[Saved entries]
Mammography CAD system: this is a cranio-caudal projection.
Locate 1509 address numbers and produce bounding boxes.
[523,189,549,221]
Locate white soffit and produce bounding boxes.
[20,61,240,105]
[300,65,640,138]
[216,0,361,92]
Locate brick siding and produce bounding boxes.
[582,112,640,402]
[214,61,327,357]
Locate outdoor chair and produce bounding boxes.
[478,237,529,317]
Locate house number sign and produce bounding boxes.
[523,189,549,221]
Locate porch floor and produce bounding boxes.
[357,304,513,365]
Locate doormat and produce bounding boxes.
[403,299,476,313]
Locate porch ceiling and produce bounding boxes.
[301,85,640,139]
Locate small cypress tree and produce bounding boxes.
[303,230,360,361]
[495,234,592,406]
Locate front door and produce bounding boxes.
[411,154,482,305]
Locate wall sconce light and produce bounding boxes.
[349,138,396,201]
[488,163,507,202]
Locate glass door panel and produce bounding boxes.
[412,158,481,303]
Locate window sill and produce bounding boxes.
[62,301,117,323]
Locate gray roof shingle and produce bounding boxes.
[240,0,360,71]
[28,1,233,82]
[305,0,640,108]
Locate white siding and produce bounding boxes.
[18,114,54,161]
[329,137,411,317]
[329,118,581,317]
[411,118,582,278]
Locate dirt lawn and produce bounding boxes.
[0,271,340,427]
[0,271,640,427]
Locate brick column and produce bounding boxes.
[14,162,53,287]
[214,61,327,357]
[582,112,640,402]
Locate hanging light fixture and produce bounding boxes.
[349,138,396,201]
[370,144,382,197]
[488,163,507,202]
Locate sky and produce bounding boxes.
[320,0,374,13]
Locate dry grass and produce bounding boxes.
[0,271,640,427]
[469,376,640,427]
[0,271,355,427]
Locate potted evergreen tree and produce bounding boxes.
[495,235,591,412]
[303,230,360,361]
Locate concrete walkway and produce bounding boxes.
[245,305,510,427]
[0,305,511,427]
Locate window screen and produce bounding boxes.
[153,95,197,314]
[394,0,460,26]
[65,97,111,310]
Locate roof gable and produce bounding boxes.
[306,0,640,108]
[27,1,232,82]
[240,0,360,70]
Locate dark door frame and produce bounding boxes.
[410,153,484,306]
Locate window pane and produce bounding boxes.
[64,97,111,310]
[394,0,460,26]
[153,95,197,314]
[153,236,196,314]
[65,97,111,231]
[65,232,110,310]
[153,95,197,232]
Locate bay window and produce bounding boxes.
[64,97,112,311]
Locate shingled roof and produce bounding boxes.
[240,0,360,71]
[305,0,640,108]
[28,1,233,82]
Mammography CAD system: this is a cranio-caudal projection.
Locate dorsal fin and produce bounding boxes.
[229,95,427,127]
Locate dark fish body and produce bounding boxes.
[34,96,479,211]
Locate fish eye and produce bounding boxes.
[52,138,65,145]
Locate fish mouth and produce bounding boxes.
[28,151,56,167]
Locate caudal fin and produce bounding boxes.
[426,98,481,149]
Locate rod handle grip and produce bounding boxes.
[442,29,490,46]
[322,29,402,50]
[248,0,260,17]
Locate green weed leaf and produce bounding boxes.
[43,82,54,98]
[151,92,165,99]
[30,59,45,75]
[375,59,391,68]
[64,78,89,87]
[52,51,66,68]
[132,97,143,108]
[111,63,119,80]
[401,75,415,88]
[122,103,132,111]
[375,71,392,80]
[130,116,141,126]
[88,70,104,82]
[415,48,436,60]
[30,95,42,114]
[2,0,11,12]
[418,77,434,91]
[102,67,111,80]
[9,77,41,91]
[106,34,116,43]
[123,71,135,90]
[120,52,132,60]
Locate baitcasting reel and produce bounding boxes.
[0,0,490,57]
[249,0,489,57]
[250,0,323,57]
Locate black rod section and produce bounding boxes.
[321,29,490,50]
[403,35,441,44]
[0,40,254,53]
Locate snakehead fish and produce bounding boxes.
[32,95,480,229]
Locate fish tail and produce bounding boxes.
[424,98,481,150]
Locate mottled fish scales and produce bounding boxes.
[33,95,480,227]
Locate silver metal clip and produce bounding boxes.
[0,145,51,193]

== Problem requirements ==
Copy the whole listing above line for line, changing nothing.

== The completed task ==
Mammography CAD system: this is a cranio-caudal projection.
Locate 1509 address numbers and produce bounding boxes.
[523,189,549,221]
Locate white soffit and produce bounding boxes.
[20,61,240,105]
[300,65,640,138]
[216,0,361,92]
Locate brick siding and produce bounding boxes.
[582,112,640,402]
[214,61,327,357]
Locate outdoor chair and produce bounding boxes.
[478,237,529,317]
Locate house number sign and produce bounding boxes.
[523,189,549,221]
Locate porch floor and produce bounding boxes.
[357,304,513,365]
Locate doormat and produce bounding boxes.
[403,299,476,313]
Locate porch ceiling and produce bounding boxes.
[301,85,640,139]
Locate small cypress tree and produce bounding boxes.
[303,230,360,361]
[495,234,592,406]
Locate front door and produce bounding boxes.
[411,154,482,305]
Locate wall sconce light and produce bounding boxes.
[349,138,396,201]
[488,163,507,202]
Locate glass door panel and produce bounding boxes.
[412,158,481,303]
Locate window sill and produce bounding boxes.
[62,301,117,323]
Locate gray roof shingle and produce bounding boxes.
[240,0,360,71]
[28,1,233,82]
[305,0,640,108]
Locate white siding and produce bounding boxes.
[18,114,54,161]
[329,137,411,317]
[329,118,581,317]
[411,118,582,278]
Locate dirt lawn and produce bounding boxes.
[0,271,340,427]
[0,271,640,427]
Locate brick column and produce bounding boxes.
[14,162,53,287]
[214,61,327,357]
[582,112,640,402]
Locate hanging light fixture and produce bounding boxes.
[349,138,396,201]
[370,144,382,197]
[488,163,507,202]
Locate sky and produce bounding boxes.
[320,0,374,13]
Locate dry grass and produce bounding boxes.
[0,271,640,427]
[469,376,640,427]
[0,271,355,427]
Locate potted evergreen tree and produce bounding boxes.
[495,235,591,412]
[303,230,360,361]
Locate concrete walkway and produce bounding boxes.
[245,305,510,427]
[0,305,511,427]
Locate window screen and produce bounding boxes.
[153,95,197,314]
[394,0,460,26]
[65,97,111,310]
Locate roof gable and produce bounding boxes.
[306,0,640,108]
[27,1,232,82]
[240,0,360,70]
Locate dark door frame and produce bounding boxes.
[410,153,484,306]
Locate window pane and produce bounding boxes.
[64,97,111,310]
[394,0,460,26]
[153,95,197,314]
[153,236,196,314]
[65,97,111,231]
[65,232,110,310]
[153,95,197,232]
Locate bay window and produce bounding boxes.
[64,97,112,311]
Locate shingled roof and produce bounding boxes.
[240,0,360,71]
[305,0,640,108]
[28,1,233,82]
Mammography CAD system: this is a cranio-caudal projection.
Locate dorsal fin and produce bounding boxes.
[229,95,427,127]
Locate dark fish body and produce bounding boxes.
[34,96,479,211]
Locate fish eye and produce bounding boxes.
[52,138,65,145]
Locate fish mouth and produce bounding boxes.
[28,151,56,167]
Locate caudal fin and produce bounding boxes.
[426,98,481,149]
Locate rod handle grip and produce bounding boxes.
[442,29,490,46]
[322,29,402,50]
[248,0,260,17]
Locate green weed leaf and produce bounding boxes.
[43,82,54,98]
[151,92,165,99]
[30,59,45,75]
[375,59,391,68]
[64,78,89,87]
[52,51,66,68]
[132,97,143,108]
[111,63,119,80]
[401,75,415,88]
[122,103,132,111]
[375,71,392,80]
[130,116,141,126]
[88,70,104,82]
[415,48,436,60]
[30,95,42,114]
[2,0,11,12]
[418,77,434,91]
[102,67,111,80]
[9,77,41,91]
[106,34,116,43]
[123,71,135,90]
[120,52,132,60]
Locate baitcasting reel and produce bounding boxes.
[0,0,490,57]
[249,0,489,57]
[250,0,323,57]
Locate black rod section and produce bounding boxes.
[321,29,490,50]
[403,35,441,44]
[0,40,254,53]
Locate snakehead fish and produce bounding boxes.
[32,95,480,229]
Locate fish tail and produce bounding boxes.
[424,98,481,150]
Locate mottled fish scales and produce bounding boxes.
[33,95,480,227]
Locate silver metal clip and produce bounding boxes.
[0,145,51,193]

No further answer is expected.